Thing is, aggregators have lots of money to invest. To do so efficiently, they need to acquire e-commerce businesses of a certain size.
Smaller e-commerce businesses aren’t worth their time.
“This leaves a lot of room for the smaller, serial entrepreneurs to take a half a million dollar business or a one million dollar business, grow it for several years, take it to the next level, and then sell it to a larger group or an aggregator,” Golan explains.
Small E-Commerce Businesses Leave Money on the Table
The other good news for acquisition entrepreneurs is that smaller e-commerce businesses often haven’t pulled many of the levers that could reliably grow the business.
Golan tells the story of Hammock Sky.
This e-commerce business selling hammocks was launched by a solopreneur expat living in Thailand.
“It was a very strong business, but we understood that there was still a lot of room to grow.”
Still, it was already generating over 7 figures in revenue and outgrowing the founder.
“It became quite big for him to continue to operate, and he decided that he wanted to do something that more aligns with his original passion, so he decided to sell.”
In 2019, TCM Digital acquired Hammock Sky for 2.5x earnings.
In the 2 years since, TCM Digital has grown the business 50%.

* WORK TO COMPLETE:
**A.** Answer these from the passage on buying small e-commerce businesses:
(i) What do aggregators have lots of?
(ii) Where was the founder of Hammock Sky living?
(iii) How much has TCM Digital grown Hammock Sky in the 2 years since buying it?
**B.** Put this sentence from the passage on buying small e-commerce businesses into Spanish: "In 2019, TCM Digital acquired Hammock Sky for 2.5x earnings."
**C.** Carry on the passage about buying small e-commerce businesses, picking up after its last sentence.
The entries have no connection to the passage on buying small e-commerce businesses.

* DATA EXCERPTS:
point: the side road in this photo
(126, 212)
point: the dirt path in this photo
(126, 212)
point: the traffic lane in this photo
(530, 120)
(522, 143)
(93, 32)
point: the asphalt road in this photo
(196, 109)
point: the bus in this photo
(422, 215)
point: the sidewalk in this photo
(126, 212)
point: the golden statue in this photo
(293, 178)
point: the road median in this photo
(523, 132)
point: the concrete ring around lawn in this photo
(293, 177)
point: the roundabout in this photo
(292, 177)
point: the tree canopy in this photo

* RESULTS IN ORDER:
**A.**
(i) Money to invest.
(ii) Thailand.
(iii) 50%.

**B.** En 2019, TCM Digital adquirió Hammock Sky por 2,5 veces sus ganancias.

**C.**
5 Tactics TCM Uses to Grow E-Commerce Businesses It Acquires
Having done so many acquisitions, TCM Digital has developed a playbook to improve the e-commerce businesses it buys.
Golan posted an article about it on TotalRetail: The 5 Growth Vectors That Optimize E-Commerce Acquisitions for Powerhouse Profitability.
Here are 5 of the tactics in that playbook:
- Diversify the channels.
Many e-commerce businesses are just selling their products on one platform, typically Amazon. Expanding the distribution to their own websites or other platforms like Walmart.com can boost sales.
Expanding geographies can too. Many products are targeting just a US audience. TCM started selling Hammock Sky to the Australian market, which not only increased sales, but smoothed out the product’s seasonality since Australians buy hammocks while Americans are shivering through winter. - Expand the product variety and/or product line.
TCM looks for ways to increase the variations of a product. In Hammock Sky’s case, they started offering different colors and patterns as well as larger sizes.
They also look for opportunities to sell accessories or complementary products. Hammock Sky customers were challenged by attaching the hammock to trees, so TCM started selling attachment accessories to make that process easier. - Improve the product page.
“We spend a lot of effort on photography, on copywriting,” says Golan. Essentially, what online marketers call conversion rate optimization (CRO).
“In many situations these [product founders] were solo entrepreneurs. Many of them, success really hit them by surprise. They were growing very fast, so they didn’t really have any incentive or time to invest in really perfecting or improving the product pages. We have of course a big team of copywriters, graphic designers, photographers, so this is part of the usual process that we do for every product that we have.” - Optimize paid advertising.
Many of the product founders manage their own PPC campaigns — a delicate skill better left to experts.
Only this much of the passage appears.